:: Available records ::

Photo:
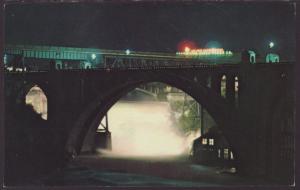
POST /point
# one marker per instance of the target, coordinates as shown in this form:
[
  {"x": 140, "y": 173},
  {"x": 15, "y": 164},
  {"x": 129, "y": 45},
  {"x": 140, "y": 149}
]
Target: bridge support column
[
  {"x": 230, "y": 94},
  {"x": 216, "y": 83}
]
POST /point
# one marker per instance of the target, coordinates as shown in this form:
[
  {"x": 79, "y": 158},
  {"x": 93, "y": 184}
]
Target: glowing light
[
  {"x": 187, "y": 49},
  {"x": 205, "y": 52}
]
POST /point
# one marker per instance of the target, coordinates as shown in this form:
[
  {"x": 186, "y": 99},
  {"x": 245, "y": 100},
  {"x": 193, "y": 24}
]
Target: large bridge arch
[{"x": 88, "y": 121}]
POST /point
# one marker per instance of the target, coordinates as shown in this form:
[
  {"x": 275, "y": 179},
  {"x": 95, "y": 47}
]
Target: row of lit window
[{"x": 210, "y": 141}]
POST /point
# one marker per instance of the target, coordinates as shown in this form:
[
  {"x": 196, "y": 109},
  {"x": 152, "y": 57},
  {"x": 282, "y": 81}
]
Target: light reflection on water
[{"x": 145, "y": 128}]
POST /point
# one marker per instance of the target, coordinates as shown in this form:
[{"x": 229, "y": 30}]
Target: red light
[{"x": 184, "y": 44}]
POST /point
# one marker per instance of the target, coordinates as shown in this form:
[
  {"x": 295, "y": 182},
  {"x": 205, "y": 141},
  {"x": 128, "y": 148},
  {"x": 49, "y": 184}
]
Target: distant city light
[
  {"x": 187, "y": 49},
  {"x": 205, "y": 52}
]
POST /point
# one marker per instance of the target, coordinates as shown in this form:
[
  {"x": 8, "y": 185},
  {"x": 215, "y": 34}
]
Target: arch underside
[{"x": 89, "y": 120}]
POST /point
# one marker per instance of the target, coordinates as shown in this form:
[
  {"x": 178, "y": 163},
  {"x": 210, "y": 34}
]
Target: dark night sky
[{"x": 153, "y": 26}]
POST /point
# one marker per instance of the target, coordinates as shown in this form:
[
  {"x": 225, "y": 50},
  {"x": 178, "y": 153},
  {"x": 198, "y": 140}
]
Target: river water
[{"x": 145, "y": 128}]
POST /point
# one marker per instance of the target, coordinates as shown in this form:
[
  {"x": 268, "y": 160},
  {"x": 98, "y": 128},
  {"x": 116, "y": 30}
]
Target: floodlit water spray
[{"x": 145, "y": 128}]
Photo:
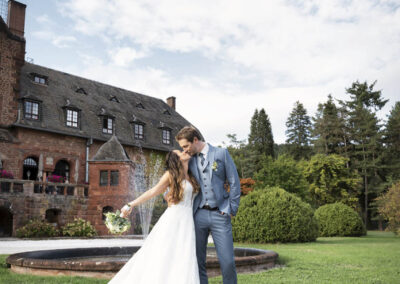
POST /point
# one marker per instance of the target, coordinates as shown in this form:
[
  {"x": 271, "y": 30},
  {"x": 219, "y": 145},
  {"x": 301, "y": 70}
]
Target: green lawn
[{"x": 371, "y": 259}]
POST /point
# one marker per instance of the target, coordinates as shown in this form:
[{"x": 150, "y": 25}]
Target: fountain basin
[{"x": 105, "y": 262}]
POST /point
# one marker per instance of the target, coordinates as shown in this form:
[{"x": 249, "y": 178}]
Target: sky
[{"x": 222, "y": 59}]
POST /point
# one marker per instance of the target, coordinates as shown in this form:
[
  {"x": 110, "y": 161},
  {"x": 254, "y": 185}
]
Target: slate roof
[
  {"x": 95, "y": 100},
  {"x": 112, "y": 150}
]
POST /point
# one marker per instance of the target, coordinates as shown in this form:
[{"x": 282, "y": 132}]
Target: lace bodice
[{"x": 188, "y": 196}]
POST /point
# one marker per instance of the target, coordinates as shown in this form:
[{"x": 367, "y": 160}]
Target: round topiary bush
[
  {"x": 338, "y": 219},
  {"x": 274, "y": 215},
  {"x": 79, "y": 228}
]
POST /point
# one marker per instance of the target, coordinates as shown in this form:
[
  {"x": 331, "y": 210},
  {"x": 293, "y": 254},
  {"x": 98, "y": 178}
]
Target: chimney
[
  {"x": 16, "y": 17},
  {"x": 171, "y": 101}
]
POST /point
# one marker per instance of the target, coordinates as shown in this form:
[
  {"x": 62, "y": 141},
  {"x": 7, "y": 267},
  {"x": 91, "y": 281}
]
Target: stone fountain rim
[{"x": 25, "y": 259}]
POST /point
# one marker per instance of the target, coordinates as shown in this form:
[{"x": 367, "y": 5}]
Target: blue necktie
[{"x": 202, "y": 159}]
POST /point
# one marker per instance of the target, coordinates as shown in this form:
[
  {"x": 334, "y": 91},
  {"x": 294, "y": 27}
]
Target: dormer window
[
  {"x": 108, "y": 125},
  {"x": 81, "y": 91},
  {"x": 114, "y": 99},
  {"x": 138, "y": 131},
  {"x": 72, "y": 118},
  {"x": 166, "y": 136},
  {"x": 39, "y": 79},
  {"x": 31, "y": 110}
]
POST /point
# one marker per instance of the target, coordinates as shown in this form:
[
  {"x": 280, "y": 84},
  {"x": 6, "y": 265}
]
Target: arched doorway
[
  {"x": 106, "y": 209},
  {"x": 62, "y": 169},
  {"x": 6, "y": 222},
  {"x": 30, "y": 169}
]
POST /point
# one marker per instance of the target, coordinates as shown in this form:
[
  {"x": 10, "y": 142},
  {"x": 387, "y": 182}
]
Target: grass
[{"x": 371, "y": 259}]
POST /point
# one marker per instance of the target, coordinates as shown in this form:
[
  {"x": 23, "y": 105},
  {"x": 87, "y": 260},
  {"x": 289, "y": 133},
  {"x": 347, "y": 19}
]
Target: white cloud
[
  {"x": 123, "y": 56},
  {"x": 301, "y": 50},
  {"x": 63, "y": 41}
]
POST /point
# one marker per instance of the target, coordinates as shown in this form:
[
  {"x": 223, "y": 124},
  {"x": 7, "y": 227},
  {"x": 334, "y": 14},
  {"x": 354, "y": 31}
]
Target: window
[
  {"x": 72, "y": 118},
  {"x": 31, "y": 110},
  {"x": 39, "y": 79},
  {"x": 81, "y": 91},
  {"x": 114, "y": 99},
  {"x": 114, "y": 178},
  {"x": 139, "y": 105},
  {"x": 139, "y": 131},
  {"x": 105, "y": 210},
  {"x": 166, "y": 136},
  {"x": 103, "y": 178},
  {"x": 107, "y": 125}
]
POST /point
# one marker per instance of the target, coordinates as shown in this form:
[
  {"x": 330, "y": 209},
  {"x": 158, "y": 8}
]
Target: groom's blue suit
[{"x": 212, "y": 175}]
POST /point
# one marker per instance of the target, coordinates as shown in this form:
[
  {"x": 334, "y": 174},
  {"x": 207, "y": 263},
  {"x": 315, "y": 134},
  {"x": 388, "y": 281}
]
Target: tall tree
[
  {"x": 260, "y": 137},
  {"x": 329, "y": 131},
  {"x": 242, "y": 155},
  {"x": 331, "y": 181},
  {"x": 299, "y": 132},
  {"x": 365, "y": 135},
  {"x": 392, "y": 142}
]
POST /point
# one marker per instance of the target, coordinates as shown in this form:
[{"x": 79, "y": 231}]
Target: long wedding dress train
[{"x": 168, "y": 255}]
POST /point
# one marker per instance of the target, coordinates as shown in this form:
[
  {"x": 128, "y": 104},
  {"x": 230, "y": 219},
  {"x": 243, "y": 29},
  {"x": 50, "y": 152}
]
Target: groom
[{"x": 214, "y": 206}]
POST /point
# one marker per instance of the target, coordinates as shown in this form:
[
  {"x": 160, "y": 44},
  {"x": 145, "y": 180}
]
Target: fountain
[
  {"x": 105, "y": 262},
  {"x": 147, "y": 174}
]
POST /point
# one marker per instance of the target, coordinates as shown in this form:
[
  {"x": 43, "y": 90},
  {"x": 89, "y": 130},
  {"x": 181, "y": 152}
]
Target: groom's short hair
[{"x": 188, "y": 133}]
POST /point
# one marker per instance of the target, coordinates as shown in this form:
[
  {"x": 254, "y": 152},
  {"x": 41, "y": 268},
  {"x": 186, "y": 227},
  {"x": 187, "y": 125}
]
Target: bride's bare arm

:::

• [Work required]
Pick out each line in the records above that contains the word "blue", and copy those lines.

• [Exercise solution]
Target: blue necktie
Target: groom's blue suit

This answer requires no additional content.